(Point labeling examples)
******************************

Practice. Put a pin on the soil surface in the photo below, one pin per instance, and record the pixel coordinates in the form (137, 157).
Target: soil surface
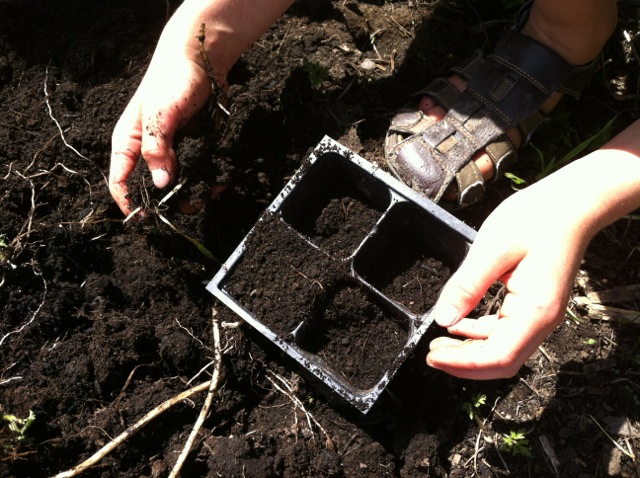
(101, 321)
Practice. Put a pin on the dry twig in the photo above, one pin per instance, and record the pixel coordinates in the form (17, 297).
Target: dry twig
(298, 404)
(207, 403)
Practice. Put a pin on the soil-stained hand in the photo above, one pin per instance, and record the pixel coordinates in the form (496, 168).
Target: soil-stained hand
(535, 251)
(177, 85)
(173, 89)
(533, 242)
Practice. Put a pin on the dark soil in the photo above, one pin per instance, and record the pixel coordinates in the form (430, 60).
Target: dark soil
(102, 321)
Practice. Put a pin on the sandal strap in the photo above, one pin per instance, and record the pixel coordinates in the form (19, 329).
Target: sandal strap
(505, 89)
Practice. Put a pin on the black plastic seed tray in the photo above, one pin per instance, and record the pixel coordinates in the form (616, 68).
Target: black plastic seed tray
(340, 247)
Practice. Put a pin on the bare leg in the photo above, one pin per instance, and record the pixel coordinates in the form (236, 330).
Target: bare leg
(575, 29)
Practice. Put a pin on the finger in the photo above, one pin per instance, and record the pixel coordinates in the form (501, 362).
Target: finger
(510, 343)
(486, 263)
(167, 106)
(125, 150)
(442, 342)
(475, 328)
(473, 359)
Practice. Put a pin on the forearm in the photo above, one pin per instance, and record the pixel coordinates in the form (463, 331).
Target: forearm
(598, 189)
(231, 26)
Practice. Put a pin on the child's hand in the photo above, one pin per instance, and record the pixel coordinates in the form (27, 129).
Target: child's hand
(174, 88)
(535, 250)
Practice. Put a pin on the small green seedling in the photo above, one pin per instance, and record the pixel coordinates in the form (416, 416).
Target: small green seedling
(515, 181)
(317, 73)
(516, 443)
(596, 140)
(476, 402)
(19, 426)
(5, 249)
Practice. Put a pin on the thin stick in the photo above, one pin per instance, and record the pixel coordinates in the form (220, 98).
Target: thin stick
(618, 446)
(35, 313)
(129, 432)
(207, 403)
(296, 401)
(46, 100)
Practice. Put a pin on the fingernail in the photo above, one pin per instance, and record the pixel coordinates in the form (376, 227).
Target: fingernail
(160, 177)
(446, 315)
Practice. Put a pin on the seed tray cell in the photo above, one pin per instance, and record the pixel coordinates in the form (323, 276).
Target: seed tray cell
(343, 245)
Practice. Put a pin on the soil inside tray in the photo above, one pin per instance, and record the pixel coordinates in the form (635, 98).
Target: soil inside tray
(102, 321)
(280, 278)
(284, 282)
(341, 225)
(356, 337)
(413, 283)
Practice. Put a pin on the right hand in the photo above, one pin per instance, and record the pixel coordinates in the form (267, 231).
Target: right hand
(173, 89)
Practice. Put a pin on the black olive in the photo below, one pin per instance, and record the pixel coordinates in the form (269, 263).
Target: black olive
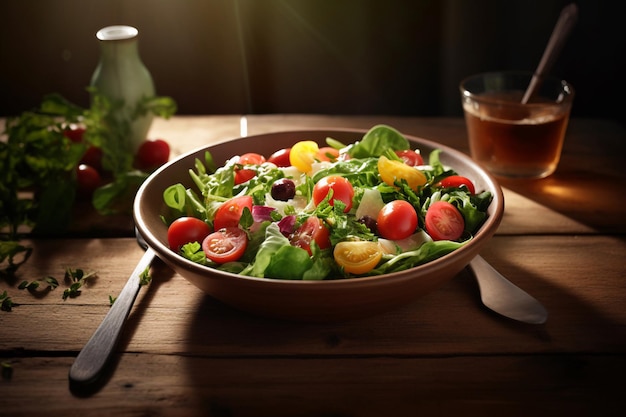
(283, 189)
(369, 222)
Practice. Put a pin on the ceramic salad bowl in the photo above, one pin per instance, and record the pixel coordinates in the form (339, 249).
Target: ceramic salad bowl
(316, 301)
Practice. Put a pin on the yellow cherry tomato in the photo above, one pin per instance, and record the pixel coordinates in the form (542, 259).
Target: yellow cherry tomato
(391, 171)
(357, 257)
(303, 154)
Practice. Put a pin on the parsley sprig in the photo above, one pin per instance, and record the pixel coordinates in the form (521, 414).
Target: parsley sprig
(38, 164)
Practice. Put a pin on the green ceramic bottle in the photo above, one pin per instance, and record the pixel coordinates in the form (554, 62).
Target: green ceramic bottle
(121, 75)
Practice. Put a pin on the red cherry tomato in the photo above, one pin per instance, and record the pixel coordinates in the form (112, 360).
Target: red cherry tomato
(444, 221)
(341, 187)
(93, 157)
(458, 181)
(225, 245)
(280, 158)
(313, 229)
(186, 230)
(327, 154)
(397, 220)
(152, 154)
(229, 213)
(410, 157)
(75, 135)
(88, 179)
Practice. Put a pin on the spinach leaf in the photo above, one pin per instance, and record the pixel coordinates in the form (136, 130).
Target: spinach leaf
(376, 141)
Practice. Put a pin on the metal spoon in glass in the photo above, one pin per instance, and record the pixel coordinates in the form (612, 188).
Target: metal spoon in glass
(90, 362)
(503, 297)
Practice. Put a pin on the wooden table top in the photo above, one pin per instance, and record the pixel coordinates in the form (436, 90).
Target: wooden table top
(182, 353)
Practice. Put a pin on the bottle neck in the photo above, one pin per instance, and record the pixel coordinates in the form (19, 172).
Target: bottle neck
(113, 50)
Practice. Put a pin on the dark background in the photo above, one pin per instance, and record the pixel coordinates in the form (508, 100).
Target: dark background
(396, 57)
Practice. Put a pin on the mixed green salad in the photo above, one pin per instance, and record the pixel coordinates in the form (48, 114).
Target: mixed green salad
(313, 213)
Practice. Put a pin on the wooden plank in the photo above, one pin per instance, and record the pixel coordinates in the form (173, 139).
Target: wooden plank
(166, 385)
(584, 295)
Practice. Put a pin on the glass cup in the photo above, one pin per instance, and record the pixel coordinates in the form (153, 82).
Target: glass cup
(512, 139)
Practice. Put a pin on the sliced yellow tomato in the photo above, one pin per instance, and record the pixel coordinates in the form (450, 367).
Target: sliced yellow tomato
(303, 155)
(391, 171)
(358, 257)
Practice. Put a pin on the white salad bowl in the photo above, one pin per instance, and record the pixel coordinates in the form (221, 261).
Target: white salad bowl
(316, 301)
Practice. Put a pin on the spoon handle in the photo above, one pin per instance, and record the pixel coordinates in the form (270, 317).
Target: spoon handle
(561, 30)
(92, 359)
(505, 298)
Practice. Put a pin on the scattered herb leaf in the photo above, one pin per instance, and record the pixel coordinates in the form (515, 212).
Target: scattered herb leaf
(6, 304)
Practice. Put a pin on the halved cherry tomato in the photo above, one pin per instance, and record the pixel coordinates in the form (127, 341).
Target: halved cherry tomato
(225, 245)
(357, 257)
(251, 158)
(280, 158)
(410, 157)
(303, 155)
(186, 230)
(341, 187)
(327, 154)
(313, 229)
(152, 154)
(229, 213)
(391, 171)
(444, 221)
(397, 220)
(458, 181)
(243, 174)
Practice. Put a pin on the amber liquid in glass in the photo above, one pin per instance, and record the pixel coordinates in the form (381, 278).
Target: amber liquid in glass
(512, 140)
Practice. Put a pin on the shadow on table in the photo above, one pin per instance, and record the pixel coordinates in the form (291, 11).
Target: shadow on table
(240, 364)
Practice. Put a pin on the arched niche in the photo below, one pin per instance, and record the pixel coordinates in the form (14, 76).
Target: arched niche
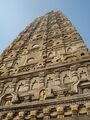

******************************

Work to be completed
Copy the rows above word for word, from the line holding "Practice. Put a pin on the halved" through the end of the rows, both included. Leave the pictures out of your copy.

Exercise solution
Practice. Put a pin on the halved cherry tomato in the photo above, one pin per instance, and record the pixel coordinates in the form (127, 341).
Target: halved cherry tomato
(225, 245)
(357, 257)
(251, 158)
(280, 158)
(410, 157)
(303, 155)
(186, 230)
(341, 187)
(327, 154)
(313, 229)
(152, 154)
(229, 213)
(391, 171)
(444, 221)
(397, 220)
(458, 181)
(243, 174)
Practice. Put a pin on the amber liquid in glass in the photo above, one pin per instance, and record the pixel coordinates in the form (381, 278).
Target: amber liquid in glass
(512, 140)
Practice. Put a pin on the shadow on table in the photo above, one pin per instance, and record the pixel coordinates in the form (291, 11).
Target: shadow on table
(240, 364)
Practice. Put a pin on the arched niche in the photo below, one pin per instance, and record the pixel coordinates in the form (14, 76).
Target: arched niche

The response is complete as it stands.